### Exercise passage

◇ ◇ ◇ ◇ ◇ ◇ ◇

Do you collaborate with other companies?
We have a lot of corporate customers, which is what the company is based on. We also work more closely with some of them on research projects. But much more often our research partners are universities. Not only Masaryk University, but also other universities. The data we have covers over a hundred languages, and in many cases we work with universities around the world, where we try to translate their research results into an applicable form in some way so that not only we can benefit from the results, but the university as well.
What is the collaboration between the Faculty of Computer Science and Lexical Computing?
The collaboration is working very well, and well-defined, in the sense that the Faculty has an excellent association of industrial partners, of which Lexical Computing is a member, and has been since the beginning. Within that, it is a given how the collaboration takes place in terms of supervising bachelor or master theses. What I value very much, and what I think is significant on a global scale (and I think I am able to make that comparison), is the company's involvement in the portfolio of PhD student supervision. I am very happy that we can also support students at FI in this way and work with them in their studies.
Even if it is not always the case that a company catches a student as an employee after the PhD, I see the collaboration as very successful.
How do you get inspired when creating projects at Lexical Computing?
Well, this is probably the only problem I've never had to deal with - that we didn't have enough ideas. It's rather the opposite, that there are a lot of ideas and we need to organize and prioritize them hard. By being in the research community, especially within lexicography, where we form a significant part of it internationally, the ideas come to us. As research goes forward, one always solves one problem and discovers 3 others.
What is the Sketch Engine used for?
It is the company's main product and is a tool that allows users to efficiently search large text corpora and allows users to create and analyze them as well. It's a web-based software where you can find text corpora for over a hundred languages, some of which have tens of billions of words, and you can search and explore these texts.
What direction do you think NLP will take in the future?

◇ ◇ ◇ ◇ ◇ ◇ ◇

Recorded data

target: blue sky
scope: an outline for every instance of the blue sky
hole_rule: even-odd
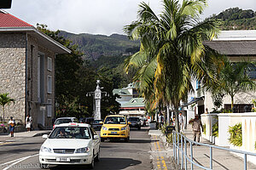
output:
[[[124,34],[124,26],[137,19],[143,0],[13,0],[6,11],[36,26],[45,24],[52,30],[73,33]],[[160,14],[160,0],[144,0]],[[256,11],[256,0],[208,0],[201,18],[234,7]]]

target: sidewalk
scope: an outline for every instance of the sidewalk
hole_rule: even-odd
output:
[[[17,141],[23,138],[32,138],[41,136],[43,134],[49,134],[49,133],[50,130],[33,130],[31,132],[15,133],[15,137],[10,137],[10,134],[0,134],[0,144],[10,141]]]
[[[176,170],[178,169],[175,162],[171,159],[173,153],[172,147],[166,146],[165,136],[160,130],[149,130],[151,135],[151,154],[154,170]]]
[[[193,139],[193,132],[191,126],[188,125],[188,129],[183,130],[183,133],[189,139]],[[165,136],[160,130],[149,130],[151,135],[151,155],[153,160],[153,169],[155,170],[172,170],[178,169],[178,166],[174,162],[173,148],[172,144],[166,142]],[[201,138],[201,143],[212,144],[207,139]],[[214,145],[214,144],[213,144]],[[188,144],[188,155],[190,157],[189,144]],[[181,163],[181,153],[179,154]],[[244,169],[243,160],[238,156],[234,156],[229,151],[212,149],[212,167],[213,169],[225,169],[225,170],[241,170]],[[207,146],[193,146],[194,161],[198,164],[210,167],[210,149]],[[183,158],[183,160],[185,160]],[[166,166],[165,166],[166,165]],[[183,161],[184,169],[185,161]],[[191,164],[187,162],[188,169],[191,169]],[[193,166],[194,169],[201,169],[196,166]],[[256,169],[256,166],[247,162],[247,170]]]
[[[183,130],[185,136],[193,140],[193,132],[191,125],[188,125],[187,129]],[[201,143],[212,144],[208,140],[201,138]],[[214,145],[214,144],[213,144]],[[188,145],[189,147],[189,144]],[[193,146],[193,157],[198,164],[204,167],[210,167],[210,149],[207,146]],[[189,149],[188,153],[190,154]],[[234,156],[229,151],[212,149],[212,167],[213,169],[230,169],[240,170],[244,169],[243,160],[238,156]],[[255,161],[256,162],[256,161]],[[188,162],[188,167],[190,169],[191,164]],[[194,166],[194,169],[201,169]],[[256,166],[247,162],[247,170],[256,169]]]

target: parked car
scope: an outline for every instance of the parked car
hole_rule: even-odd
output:
[[[53,125],[53,128],[55,128],[56,125],[69,122],[79,122],[79,121],[76,117],[60,117],[55,120]]]
[[[144,118],[144,117],[140,117],[140,121],[141,121],[141,126],[142,127],[145,127],[146,126],[147,119]]]
[[[101,141],[107,139],[123,139],[125,142],[130,139],[130,127],[124,116],[110,115],[106,116],[101,129]]]
[[[39,151],[41,167],[87,164],[93,168],[99,161],[100,137],[89,124],[61,124],[50,133]]]
[[[131,122],[130,128],[137,128],[138,130],[141,129],[141,121],[139,117],[129,117],[128,122]]]
[[[92,128],[94,128],[94,129],[101,129],[102,128],[102,119],[99,119],[99,120],[94,120],[93,122],[92,122]],[[101,123],[102,122],[102,123]]]
[[[94,121],[93,117],[81,117],[79,119],[79,122],[81,123],[87,123],[87,124],[90,124],[90,125],[92,124],[93,121]]]

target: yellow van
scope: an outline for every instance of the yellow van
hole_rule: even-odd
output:
[[[101,129],[101,142],[107,139],[130,139],[130,127],[124,116],[110,115],[106,116]]]

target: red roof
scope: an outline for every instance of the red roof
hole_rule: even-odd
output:
[[[0,27],[31,27],[30,24],[0,10]]]

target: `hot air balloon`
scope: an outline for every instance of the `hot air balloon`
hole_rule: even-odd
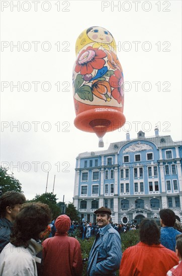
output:
[[[110,32],[92,27],[78,36],[73,69],[74,125],[95,132],[99,146],[103,137],[125,123],[123,73],[116,54],[115,41]]]

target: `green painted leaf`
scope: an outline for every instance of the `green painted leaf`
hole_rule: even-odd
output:
[[[114,71],[112,70],[110,70],[110,71],[108,71],[108,72],[106,73],[106,74],[104,75],[104,76],[111,77],[111,76],[113,74],[114,74]]]
[[[81,84],[83,83],[83,79],[82,77],[82,75],[81,75],[80,74],[78,74],[76,76],[76,78],[74,84],[75,93],[76,92],[77,89],[81,86]]]
[[[93,100],[93,94],[91,88],[88,85],[83,85],[76,91],[79,97],[82,100]]]

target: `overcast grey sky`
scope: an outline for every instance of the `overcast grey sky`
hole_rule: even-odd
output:
[[[123,69],[121,129],[110,143],[154,134],[181,139],[181,5],[173,1],[1,1],[1,165],[29,199],[45,191],[72,201],[75,159],[100,150],[96,134],[75,128],[72,71],[84,29],[113,35]],[[17,85],[17,86],[16,86]],[[18,85],[18,86],[17,86]]]

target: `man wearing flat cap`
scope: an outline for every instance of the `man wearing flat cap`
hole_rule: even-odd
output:
[[[102,207],[94,213],[100,228],[89,255],[87,275],[114,275],[122,257],[121,237],[110,224],[110,209]]]

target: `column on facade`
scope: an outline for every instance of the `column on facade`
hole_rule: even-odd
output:
[[[100,195],[101,196],[104,196],[104,168],[102,168],[101,170],[101,184],[100,184]]]
[[[161,162],[159,164],[160,168],[160,181],[161,184],[161,192],[165,193],[165,178],[164,178],[164,167],[162,164],[162,162]]]
[[[115,195],[118,195],[118,170],[117,167],[114,169],[114,182],[115,182],[115,190],[114,193]]]
[[[178,147],[175,147],[175,154],[176,155],[176,158],[179,158],[179,151],[178,151]]]
[[[104,206],[104,197],[100,197],[99,201],[99,208]]]
[[[168,202],[167,196],[166,195],[161,196],[162,209],[168,208]]]
[[[182,210],[182,195],[181,193],[179,194],[179,203],[180,203],[180,209]]]
[[[73,196],[78,196],[78,187],[79,187],[79,170],[76,171],[75,178],[74,181],[74,195]]]
[[[179,181],[179,193],[182,192],[182,177],[181,177],[181,167],[180,164],[180,161],[177,161],[176,163],[177,166],[177,172],[178,175],[178,180]]]
[[[115,213],[113,222],[118,223],[118,197],[114,198],[113,212]]]

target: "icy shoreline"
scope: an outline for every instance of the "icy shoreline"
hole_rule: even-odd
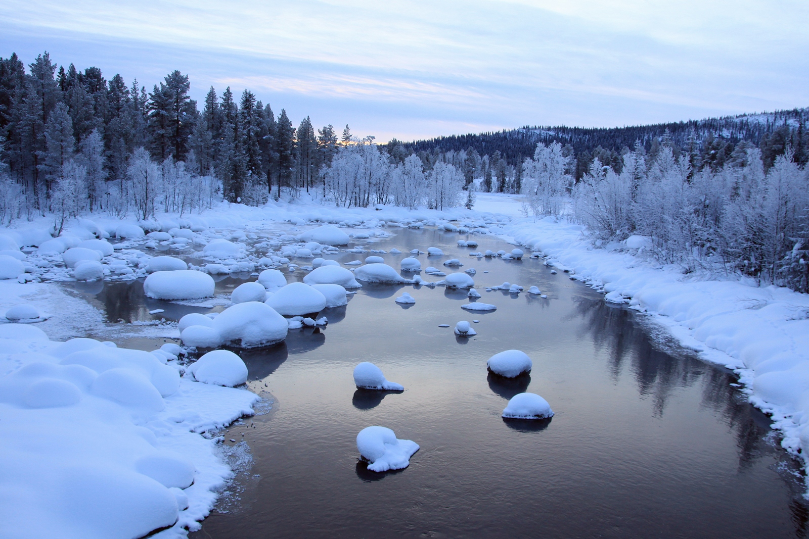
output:
[[[606,301],[628,304],[703,360],[732,369],[750,402],[772,415],[781,446],[809,464],[801,449],[809,449],[809,296],[734,276],[684,275],[625,243],[594,247],[582,232],[531,217],[498,235],[541,252],[547,265],[604,293]]]

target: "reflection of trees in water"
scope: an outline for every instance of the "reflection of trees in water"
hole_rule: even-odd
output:
[[[654,415],[661,417],[668,397],[678,388],[699,384],[701,404],[713,410],[732,429],[739,450],[739,470],[749,468],[772,446],[765,440],[769,421],[747,402],[730,385],[732,373],[697,359],[662,332],[650,336],[650,328],[635,318],[635,313],[612,306],[600,298],[574,299],[576,314],[584,323],[583,335],[589,335],[599,349],[608,350],[608,368],[617,381],[625,367],[634,376],[641,395],[654,398]],[[641,322],[641,323],[639,323]]]

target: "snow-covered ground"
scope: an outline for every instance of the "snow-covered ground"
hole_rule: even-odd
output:
[[[281,277],[285,278],[286,272],[297,268],[311,272],[316,267],[323,275],[310,280],[312,283],[307,283],[307,280],[304,283],[326,283],[323,286],[331,286],[340,293],[336,299],[327,297],[325,292],[314,294],[322,302],[320,295],[329,301],[342,300],[345,289],[337,285],[351,288],[361,284],[354,280],[355,274],[349,270],[326,264],[333,261],[324,262],[320,258],[321,255],[341,250],[355,254],[358,259],[365,259],[375,252],[375,242],[396,234],[401,227],[436,227],[460,232],[459,238],[465,240],[473,240],[476,234],[493,234],[527,247],[525,256],[544,257],[546,264],[603,291],[606,301],[625,303],[647,314],[650,320],[667,328],[705,360],[735,369],[743,385],[740,390],[756,406],[773,414],[776,427],[784,434],[783,446],[796,455],[802,446],[809,448],[809,297],[784,288],[758,287],[732,276],[684,275],[677,267],[660,267],[644,256],[643,238],[595,248],[578,225],[523,215],[519,196],[479,193],[474,210],[345,209],[311,200],[271,202],[262,208],[222,203],[201,215],[184,218],[159,216],[157,221],[141,222],[141,228],[134,220],[86,216],[87,219],[72,223],[58,239],[48,234],[52,221],[46,218],[0,229],[3,250],[11,247],[11,254],[3,255],[7,259],[0,263],[5,264],[6,272],[13,273],[21,267],[25,272],[15,279],[0,280],[0,377],[3,377],[0,382],[17,388],[16,396],[6,397],[0,391],[0,426],[4,440],[0,445],[0,521],[4,523],[4,537],[47,537],[46,529],[58,529],[60,537],[137,537],[141,531],[150,531],[152,528],[143,527],[151,524],[171,526],[155,537],[182,537],[186,529],[197,527],[197,521],[207,515],[215,502],[216,489],[229,477],[231,470],[218,453],[216,440],[201,433],[252,414],[257,396],[244,389],[197,381],[199,378],[193,373],[179,378],[184,368],[172,357],[171,351],[150,355],[138,352],[157,358],[159,368],[173,369],[178,386],[168,393],[155,389],[156,385],[148,390],[148,385],[154,384],[144,381],[142,375],[130,380],[132,377],[121,374],[121,383],[131,382],[133,387],[141,387],[151,395],[149,398],[153,408],[144,411],[141,406],[133,411],[131,402],[111,400],[115,392],[94,389],[94,384],[102,385],[94,381],[104,376],[111,377],[105,373],[117,368],[104,368],[90,359],[83,360],[82,364],[89,372],[83,371],[80,374],[84,381],[77,381],[70,377],[79,375],[66,374],[66,365],[62,364],[65,357],[55,352],[66,346],[57,341],[88,335],[104,335],[104,339],[117,340],[119,344],[133,336],[180,337],[173,323],[137,326],[105,322],[95,307],[56,284],[83,276],[91,279],[93,275],[104,275],[113,280],[145,278],[158,265],[159,271],[170,272],[175,265],[177,269],[174,271],[184,271],[181,264],[168,263],[170,260],[154,260],[157,255],[163,255],[155,250],[159,245],[172,246],[190,259],[188,270],[210,275],[248,272],[257,276],[259,272],[279,270]],[[354,243],[350,249],[344,245],[346,238]],[[112,245],[94,242],[105,238]],[[91,242],[83,244],[87,241]],[[477,247],[477,243],[472,243],[470,254]],[[84,251],[65,256],[65,251],[74,248],[95,250],[98,256]],[[511,256],[506,251],[501,255]],[[22,266],[15,263],[17,260]],[[88,268],[95,273],[86,271]],[[358,279],[375,280],[381,275],[371,272],[374,279],[370,279],[369,271],[359,272]],[[266,283],[260,279],[258,282],[265,285],[268,297],[271,297],[270,293],[277,293],[282,283],[273,284],[270,277],[277,276],[274,272],[262,275],[266,276]],[[469,281],[466,284],[474,284],[465,273],[452,275],[461,275]],[[158,295],[163,295],[159,292]],[[206,289],[194,296],[211,293]],[[472,291],[469,295],[477,297]],[[210,306],[231,303],[227,297],[178,302],[189,301],[197,301],[193,305]],[[20,321],[32,323],[12,325],[5,318],[8,310],[20,305],[36,310],[36,319]],[[236,303],[235,309],[231,309],[235,312],[265,306],[253,301]],[[236,336],[245,339],[247,334],[228,333],[230,326],[224,328],[227,318],[220,321],[222,327],[217,329],[219,336],[226,340]],[[235,322],[234,327],[244,329],[244,324]],[[206,322],[202,326],[194,323],[197,328],[209,327]],[[107,356],[123,354],[129,357],[130,353],[98,342],[73,342],[104,347]],[[138,357],[139,361],[152,361],[145,356]],[[114,363],[113,360],[109,361]],[[34,367],[30,367],[32,364]],[[240,380],[240,377],[226,377]],[[44,398],[49,394],[49,384],[61,388],[66,400],[51,406],[54,402]],[[36,388],[32,389],[35,385],[40,388],[39,394]],[[139,391],[133,390],[133,394],[141,394]],[[44,400],[37,400],[38,394]],[[43,402],[48,406],[40,406]],[[100,413],[100,410],[109,411],[109,417]],[[405,453],[412,453],[410,448]],[[176,454],[184,455],[184,460],[172,461],[166,457]],[[37,461],[48,461],[49,465],[38,466]],[[193,485],[184,489],[170,487],[171,482],[161,483],[155,478],[159,474],[145,474],[143,470],[151,469],[143,463],[155,461],[174,462],[168,465],[170,471],[193,469]],[[406,465],[404,461],[406,458],[402,465]],[[96,470],[112,470],[109,477],[116,478],[119,482],[105,483],[106,472],[92,471],[91,463],[100,466]],[[48,478],[59,479],[61,486],[54,486]],[[69,491],[65,489],[74,483],[80,485],[91,498],[68,495]],[[133,492],[141,494],[132,497],[121,494],[130,487]],[[184,510],[186,498],[189,505]],[[77,511],[81,503],[95,504],[96,509]],[[156,520],[150,516],[155,514],[162,516]]]

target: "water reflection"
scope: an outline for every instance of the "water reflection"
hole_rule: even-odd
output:
[[[515,419],[511,418],[501,418],[506,426],[520,432],[538,432],[548,428],[553,418],[544,419]]]
[[[506,378],[498,376],[491,371],[486,377],[489,382],[489,389],[496,395],[500,395],[506,400],[510,400],[512,397],[519,393],[525,393],[528,390],[528,385],[531,384],[531,375],[527,373],[520,374],[515,378]]]
[[[382,399],[389,394],[399,394],[403,391],[380,391],[379,390],[363,390],[357,388],[354,396],[351,398],[351,403],[358,410],[371,410],[379,406]]]

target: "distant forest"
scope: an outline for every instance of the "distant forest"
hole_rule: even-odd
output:
[[[705,166],[718,171],[734,158],[734,152],[739,157],[748,148],[756,147],[761,150],[765,170],[769,170],[788,147],[791,147],[793,159],[798,165],[803,166],[809,160],[807,120],[809,108],[805,107],[621,128],[526,126],[414,142],[394,139],[388,146],[389,152],[393,147],[401,146],[408,154],[474,151],[481,156],[489,155],[493,162],[502,158],[508,165],[517,166],[533,156],[537,143],[547,145],[559,142],[566,154],[574,156],[576,179],[581,179],[587,172],[594,158],[621,172],[622,155],[634,150],[636,145],[651,156],[657,154],[661,145],[671,145],[676,157],[688,155],[695,171]]]

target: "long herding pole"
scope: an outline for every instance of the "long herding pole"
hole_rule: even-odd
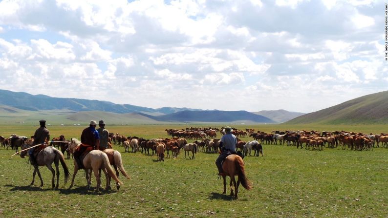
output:
[[[45,144],[46,143],[49,143],[49,142],[64,142],[64,143],[68,143],[68,142],[67,142],[67,141],[47,141],[47,142],[42,143],[41,143],[41,144],[37,144],[37,145],[34,145],[34,146],[32,146],[32,147],[29,147],[29,148],[26,148],[25,149],[22,150],[22,151],[18,151],[18,152],[16,152],[16,153],[14,154],[13,155],[11,155],[11,156],[9,156],[9,157],[10,157],[10,158],[11,158],[11,157],[12,157],[12,156],[15,156],[15,155],[17,155],[18,154],[19,154],[19,153],[21,153],[21,152],[22,152],[22,151],[27,151],[27,150],[30,150],[30,149],[31,149],[31,148],[35,148],[35,147],[38,147],[38,146],[39,146],[39,145],[43,145],[43,144]]]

◇ ◇ ◇ ◇ ◇ ◇ ◇

### Task set
• 1. Duplicate the part of the Lexical Computing interview between "Even if it is" and "at Lexical Computing?", inclusive.
• 2. In the Lexical Computing interview, what does the company call its main product?
• 3. Take the Lexical Computing interview further, starting right after its final line.

### Expected results
• 1.
Even if it is not always the case that a company catches a student as an employee after the PhD, I see the collaboration as very successful.
How do you get inspired when creating projects at Lexical Computing?

• 2. The Sketch Engine.

• 3.
I hope it will move in the direction that data will play a bigger role than algorithms. The last 20-30 years have been more the other way around, but it is becoming clear that there is much more potential to move forward with better data. Whether it will actually move in that direction is hard to say.
The biggest problem with NLP is evaluation, I imagine it's similar in medicine for example. It's about how to measure whether what we've done is good and how good it is. In this respect, part of the academic community is pulled in the direction where it is technically easy to evaluate something, measure it against others and publish something based on that, even though it often doesn't reflect the actual quality of the results. On the other hand, the commercial part under the Artificial Intelligence banner is often a victim of investor propaganda, where one often reads in popular science periodicals about breakthroughs that often exist only as slides and theoretical results, but are intended to lure investors into the company.
What advice would you give to a student who would like to start working with NLP?
It's quite simple. I would advise him to start studying the courses that are here in the faculty because they provide a very solid foundation for a general overview. Also, I know that colleagues are always changing the courses, which is good.
Where do you see yourself in 5 years?
(Laughs) At a certain age, you get to a point where you think it wouldn't be bad at all if in 5 years it was at least as good as it is now.